--- Testo riportato ---
· · · ·
Una impulsiva decisionalità che per certi versi ritrova la strada dell’estremismo lirico degli Apisonadora, non tanto per l’approccio musicale, quanto per il provocatorio intento filologico.

Il disco raccoglie idee, coraggio ed ironia in un calderone lessicale che si bilancia su di una perfetta armonizzazione appoggiata ad un convincente arrangiamento, capace di unire, senza troppi fronzoli, l’anima elettronica alle divergenze jazz dai classicismi edulcoranti.

La poetica vivace delle sei tracce appare per lo più cupa, ricercata e metaforica, proprio come dimostrano i bridge che pongono i diversi racconti in comunicazione tra di loro. Un opera curiosa che convince a pieno solo dopo un plurimo ascolto, come dimostra l’introduttiva Humor 1, il cui attacco di chitarra (per sintomatologia armonica) sembra ricordare l’Everlast solista, per poi mutare con voce pulita verso piccoli interventi di una chitarra elettrica, sapientemente immersa in blande echi e impercettibili effetti vocali.

L’interessante intarsio della tromba definisce poi con il suo cambiamento aggiuntivo, l’introduzione al soffuso dolore narrato attraverso archi calmieranti, atti a trascinarci in un piacevole alterato stato di coscienza, in cui la sensazione onirica promuove un incontro tra classicismo velato ed accenni di elettronica, arrivando così a ridare all’ascoltatore un brano prettamente filmico. Una nera ed oscura visione sognante, che ben si sposa con la sua overture finale, caratterizzata da un saporito retrogusto retrò e da una continuazione sognate espressa sul finire da Humor 6.
· · · ·
--- Righe mostrate ---
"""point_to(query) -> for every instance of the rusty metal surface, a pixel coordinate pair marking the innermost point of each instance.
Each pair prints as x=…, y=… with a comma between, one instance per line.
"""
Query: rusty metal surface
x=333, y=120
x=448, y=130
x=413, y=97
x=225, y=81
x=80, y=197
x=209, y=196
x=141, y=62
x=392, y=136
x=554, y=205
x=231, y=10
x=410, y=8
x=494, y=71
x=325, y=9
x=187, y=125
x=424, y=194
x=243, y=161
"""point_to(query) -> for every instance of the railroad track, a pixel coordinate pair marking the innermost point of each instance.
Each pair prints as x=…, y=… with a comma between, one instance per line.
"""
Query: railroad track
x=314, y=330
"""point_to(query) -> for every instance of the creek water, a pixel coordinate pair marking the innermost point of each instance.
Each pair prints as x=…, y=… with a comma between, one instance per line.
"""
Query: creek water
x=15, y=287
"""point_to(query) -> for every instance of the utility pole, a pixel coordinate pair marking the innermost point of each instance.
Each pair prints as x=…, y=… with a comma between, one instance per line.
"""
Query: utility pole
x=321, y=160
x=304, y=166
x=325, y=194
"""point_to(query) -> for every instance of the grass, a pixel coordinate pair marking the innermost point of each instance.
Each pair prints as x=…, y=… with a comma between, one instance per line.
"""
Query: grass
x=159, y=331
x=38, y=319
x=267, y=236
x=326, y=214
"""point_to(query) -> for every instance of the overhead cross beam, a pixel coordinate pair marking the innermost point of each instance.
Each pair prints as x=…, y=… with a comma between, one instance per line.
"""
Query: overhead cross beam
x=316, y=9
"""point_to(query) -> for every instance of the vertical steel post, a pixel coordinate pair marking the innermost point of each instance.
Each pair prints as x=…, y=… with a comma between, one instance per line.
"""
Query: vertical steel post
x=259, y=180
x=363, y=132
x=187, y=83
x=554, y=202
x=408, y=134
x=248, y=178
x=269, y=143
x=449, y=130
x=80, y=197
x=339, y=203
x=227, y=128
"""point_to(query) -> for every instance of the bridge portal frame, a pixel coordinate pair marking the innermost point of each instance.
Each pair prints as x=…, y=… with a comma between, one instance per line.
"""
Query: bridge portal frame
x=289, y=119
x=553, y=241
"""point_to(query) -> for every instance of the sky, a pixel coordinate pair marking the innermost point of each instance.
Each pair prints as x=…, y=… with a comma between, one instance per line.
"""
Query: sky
· · · ·
--- Cosa fare ---
Secondo il testo riportato, quante tracce ha il disco?

--- Risposta ---
Il disco ha sei tracce.